## Exercise input:
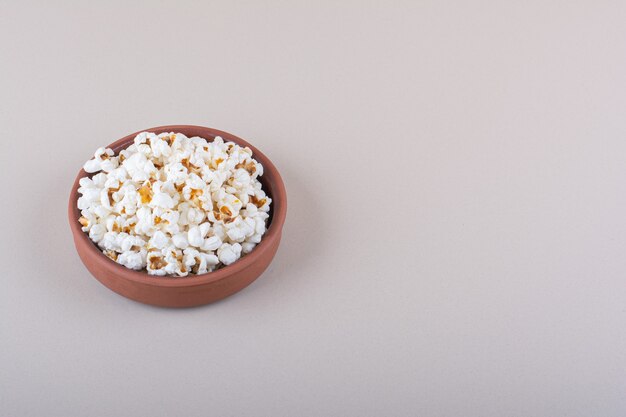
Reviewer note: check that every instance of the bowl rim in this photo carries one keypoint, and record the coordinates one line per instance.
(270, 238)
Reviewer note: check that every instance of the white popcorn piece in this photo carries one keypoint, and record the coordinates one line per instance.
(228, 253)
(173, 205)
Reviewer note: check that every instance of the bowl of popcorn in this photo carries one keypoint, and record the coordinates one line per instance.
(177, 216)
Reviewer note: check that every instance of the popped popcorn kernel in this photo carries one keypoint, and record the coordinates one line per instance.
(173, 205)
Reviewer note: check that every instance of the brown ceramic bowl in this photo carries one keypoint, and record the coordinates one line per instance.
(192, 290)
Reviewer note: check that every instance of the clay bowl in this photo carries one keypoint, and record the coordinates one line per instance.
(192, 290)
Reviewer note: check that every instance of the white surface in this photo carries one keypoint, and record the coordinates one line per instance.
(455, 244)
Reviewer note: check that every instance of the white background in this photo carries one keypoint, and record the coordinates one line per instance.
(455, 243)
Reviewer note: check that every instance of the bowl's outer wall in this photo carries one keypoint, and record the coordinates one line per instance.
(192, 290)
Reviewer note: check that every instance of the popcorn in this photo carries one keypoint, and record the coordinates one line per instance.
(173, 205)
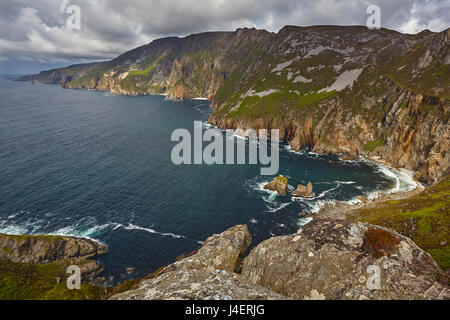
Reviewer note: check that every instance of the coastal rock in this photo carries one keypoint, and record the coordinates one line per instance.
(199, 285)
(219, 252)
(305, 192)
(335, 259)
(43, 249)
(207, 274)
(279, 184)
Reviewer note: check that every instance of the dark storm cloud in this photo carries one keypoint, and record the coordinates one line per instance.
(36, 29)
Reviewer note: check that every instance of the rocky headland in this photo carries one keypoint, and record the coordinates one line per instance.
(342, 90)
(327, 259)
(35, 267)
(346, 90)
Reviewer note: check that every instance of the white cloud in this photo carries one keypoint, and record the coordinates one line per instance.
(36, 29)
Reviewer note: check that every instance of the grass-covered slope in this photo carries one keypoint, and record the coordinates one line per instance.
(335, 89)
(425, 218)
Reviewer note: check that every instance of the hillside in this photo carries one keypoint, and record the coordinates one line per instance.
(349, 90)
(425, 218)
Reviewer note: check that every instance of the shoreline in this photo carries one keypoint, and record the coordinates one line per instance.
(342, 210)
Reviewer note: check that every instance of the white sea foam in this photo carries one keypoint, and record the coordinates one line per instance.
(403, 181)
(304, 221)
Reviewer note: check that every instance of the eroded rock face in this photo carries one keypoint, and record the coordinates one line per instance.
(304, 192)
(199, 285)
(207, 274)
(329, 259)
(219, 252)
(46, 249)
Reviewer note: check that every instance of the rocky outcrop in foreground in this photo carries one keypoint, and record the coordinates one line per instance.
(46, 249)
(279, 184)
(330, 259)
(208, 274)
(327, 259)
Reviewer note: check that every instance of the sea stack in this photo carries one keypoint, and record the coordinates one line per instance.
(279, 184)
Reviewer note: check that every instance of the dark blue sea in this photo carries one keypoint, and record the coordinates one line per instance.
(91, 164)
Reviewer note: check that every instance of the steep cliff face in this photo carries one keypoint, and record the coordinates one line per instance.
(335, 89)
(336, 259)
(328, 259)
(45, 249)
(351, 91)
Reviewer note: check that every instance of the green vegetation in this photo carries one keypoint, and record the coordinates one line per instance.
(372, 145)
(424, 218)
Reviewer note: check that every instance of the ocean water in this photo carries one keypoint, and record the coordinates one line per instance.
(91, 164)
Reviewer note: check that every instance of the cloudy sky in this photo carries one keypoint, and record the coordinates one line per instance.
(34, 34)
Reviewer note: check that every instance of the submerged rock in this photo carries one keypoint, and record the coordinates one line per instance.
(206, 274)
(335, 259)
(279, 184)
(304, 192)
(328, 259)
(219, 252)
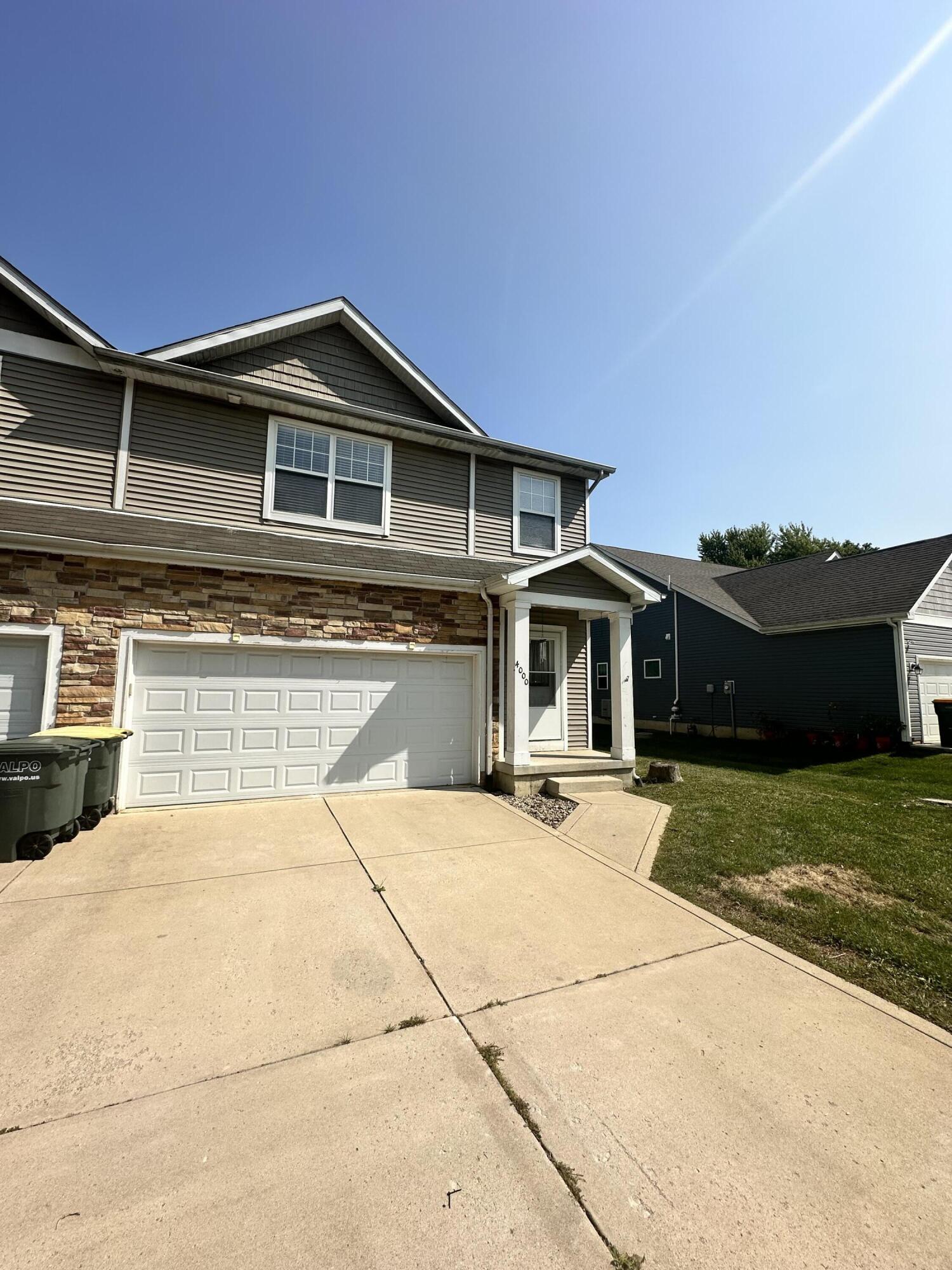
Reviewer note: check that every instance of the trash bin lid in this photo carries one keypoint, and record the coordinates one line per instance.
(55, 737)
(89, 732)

==

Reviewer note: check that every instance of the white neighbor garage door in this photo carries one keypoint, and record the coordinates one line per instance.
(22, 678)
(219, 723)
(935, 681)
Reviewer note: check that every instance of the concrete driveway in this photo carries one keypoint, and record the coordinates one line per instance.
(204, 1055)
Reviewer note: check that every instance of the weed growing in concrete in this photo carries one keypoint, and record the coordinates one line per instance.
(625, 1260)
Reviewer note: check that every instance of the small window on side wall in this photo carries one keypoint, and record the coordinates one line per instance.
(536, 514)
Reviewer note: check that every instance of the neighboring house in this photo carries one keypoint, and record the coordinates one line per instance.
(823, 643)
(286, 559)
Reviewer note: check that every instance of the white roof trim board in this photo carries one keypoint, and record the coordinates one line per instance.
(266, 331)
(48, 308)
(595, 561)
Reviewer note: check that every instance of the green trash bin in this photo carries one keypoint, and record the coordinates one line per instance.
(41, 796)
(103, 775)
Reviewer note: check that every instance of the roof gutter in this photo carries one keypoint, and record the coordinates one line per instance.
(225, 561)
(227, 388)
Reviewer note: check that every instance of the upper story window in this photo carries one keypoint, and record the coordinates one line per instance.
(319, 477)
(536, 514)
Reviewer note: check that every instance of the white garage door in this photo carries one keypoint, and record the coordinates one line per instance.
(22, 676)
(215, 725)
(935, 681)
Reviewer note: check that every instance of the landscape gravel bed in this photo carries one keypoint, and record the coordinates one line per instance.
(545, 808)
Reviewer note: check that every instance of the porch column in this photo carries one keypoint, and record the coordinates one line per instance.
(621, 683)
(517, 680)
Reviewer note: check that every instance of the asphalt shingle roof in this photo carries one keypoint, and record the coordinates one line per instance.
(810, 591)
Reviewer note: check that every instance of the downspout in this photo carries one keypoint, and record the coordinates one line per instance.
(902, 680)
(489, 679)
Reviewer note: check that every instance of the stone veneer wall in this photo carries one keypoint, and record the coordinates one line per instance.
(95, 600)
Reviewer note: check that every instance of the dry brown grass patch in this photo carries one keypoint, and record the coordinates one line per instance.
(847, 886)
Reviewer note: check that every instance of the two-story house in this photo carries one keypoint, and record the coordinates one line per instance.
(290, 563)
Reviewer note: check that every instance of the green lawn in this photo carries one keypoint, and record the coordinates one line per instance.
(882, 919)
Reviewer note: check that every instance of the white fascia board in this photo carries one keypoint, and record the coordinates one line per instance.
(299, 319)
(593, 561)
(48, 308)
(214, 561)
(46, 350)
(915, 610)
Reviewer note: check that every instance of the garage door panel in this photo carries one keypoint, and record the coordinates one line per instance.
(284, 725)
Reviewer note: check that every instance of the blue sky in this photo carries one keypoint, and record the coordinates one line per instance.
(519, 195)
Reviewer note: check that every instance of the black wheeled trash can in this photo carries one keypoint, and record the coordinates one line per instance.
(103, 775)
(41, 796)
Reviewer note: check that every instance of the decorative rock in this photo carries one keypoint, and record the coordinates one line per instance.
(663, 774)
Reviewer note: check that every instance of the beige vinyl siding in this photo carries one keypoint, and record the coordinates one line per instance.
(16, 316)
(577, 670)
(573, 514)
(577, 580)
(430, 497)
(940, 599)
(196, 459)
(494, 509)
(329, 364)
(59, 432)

## Given request:
Please gather every line of the records above that contains the word "blue". Case counts, so copy only lines where the letters match in case.

## Written reply:
Reviewer note: check that every instance of the dark blue sea in this photo carries one keypoint, and record the coordinates one line per instance.
Reviewer note: check that every instance of the blue sky in this photo carries one keypoint, and record the coordinates one line per instance.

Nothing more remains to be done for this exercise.